=== Material shown ===

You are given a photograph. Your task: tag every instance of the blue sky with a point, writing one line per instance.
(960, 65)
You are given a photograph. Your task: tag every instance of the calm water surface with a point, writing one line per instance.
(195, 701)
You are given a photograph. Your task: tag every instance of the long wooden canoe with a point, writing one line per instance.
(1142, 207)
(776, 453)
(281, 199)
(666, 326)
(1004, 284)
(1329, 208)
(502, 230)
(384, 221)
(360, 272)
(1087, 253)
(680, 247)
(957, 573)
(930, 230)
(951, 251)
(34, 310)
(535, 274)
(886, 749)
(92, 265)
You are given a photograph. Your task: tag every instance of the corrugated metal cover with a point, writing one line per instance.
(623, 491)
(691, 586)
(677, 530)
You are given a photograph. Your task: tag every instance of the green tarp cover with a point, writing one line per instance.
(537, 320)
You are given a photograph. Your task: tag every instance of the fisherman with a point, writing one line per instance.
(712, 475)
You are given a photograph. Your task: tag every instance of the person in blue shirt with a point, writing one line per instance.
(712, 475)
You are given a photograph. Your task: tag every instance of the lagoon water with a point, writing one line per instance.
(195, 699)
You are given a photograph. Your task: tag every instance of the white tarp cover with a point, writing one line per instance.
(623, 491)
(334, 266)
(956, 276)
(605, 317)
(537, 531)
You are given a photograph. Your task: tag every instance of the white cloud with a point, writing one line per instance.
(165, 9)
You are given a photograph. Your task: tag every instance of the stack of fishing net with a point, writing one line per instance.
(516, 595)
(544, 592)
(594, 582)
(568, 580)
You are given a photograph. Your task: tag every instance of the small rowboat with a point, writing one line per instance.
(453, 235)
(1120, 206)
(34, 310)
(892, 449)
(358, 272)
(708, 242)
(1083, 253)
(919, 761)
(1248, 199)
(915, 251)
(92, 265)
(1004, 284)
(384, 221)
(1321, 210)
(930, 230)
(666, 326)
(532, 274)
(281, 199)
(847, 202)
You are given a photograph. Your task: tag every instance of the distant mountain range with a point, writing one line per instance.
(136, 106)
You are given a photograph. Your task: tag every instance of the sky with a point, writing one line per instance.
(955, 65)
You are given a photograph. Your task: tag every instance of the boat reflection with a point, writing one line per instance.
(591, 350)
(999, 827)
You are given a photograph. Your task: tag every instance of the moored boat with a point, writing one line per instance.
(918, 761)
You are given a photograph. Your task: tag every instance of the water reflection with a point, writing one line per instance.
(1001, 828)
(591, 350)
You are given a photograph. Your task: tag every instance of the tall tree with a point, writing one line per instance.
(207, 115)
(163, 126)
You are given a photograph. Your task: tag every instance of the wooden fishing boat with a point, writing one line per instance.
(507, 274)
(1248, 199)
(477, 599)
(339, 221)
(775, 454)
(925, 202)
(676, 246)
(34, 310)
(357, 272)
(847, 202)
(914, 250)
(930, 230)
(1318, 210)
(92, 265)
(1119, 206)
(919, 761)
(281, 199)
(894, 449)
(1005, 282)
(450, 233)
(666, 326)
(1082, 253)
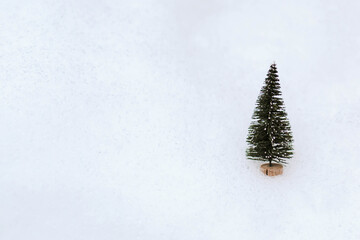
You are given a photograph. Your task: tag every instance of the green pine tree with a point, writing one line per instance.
(270, 138)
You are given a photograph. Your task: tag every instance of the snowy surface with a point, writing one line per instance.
(128, 119)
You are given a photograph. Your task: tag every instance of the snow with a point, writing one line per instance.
(128, 119)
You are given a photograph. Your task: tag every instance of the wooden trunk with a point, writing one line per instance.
(274, 170)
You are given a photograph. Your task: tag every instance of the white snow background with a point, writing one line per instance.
(128, 119)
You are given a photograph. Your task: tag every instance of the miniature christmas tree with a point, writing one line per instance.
(270, 138)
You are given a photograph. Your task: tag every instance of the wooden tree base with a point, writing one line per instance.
(274, 170)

===

• Task directions:
All lines from the one with "of the miniature" onward to the end of the records above should be repeated exactly, and only those lines.

• Answer to this exercise:
You are given a photograph. Your task: tag every instance of the miniature christmas tree with a point, writing one line per instance.
(270, 138)
You are given a photograph. Your task: tag every instance of the wooden tree base with a point, writing one line per instance.
(274, 170)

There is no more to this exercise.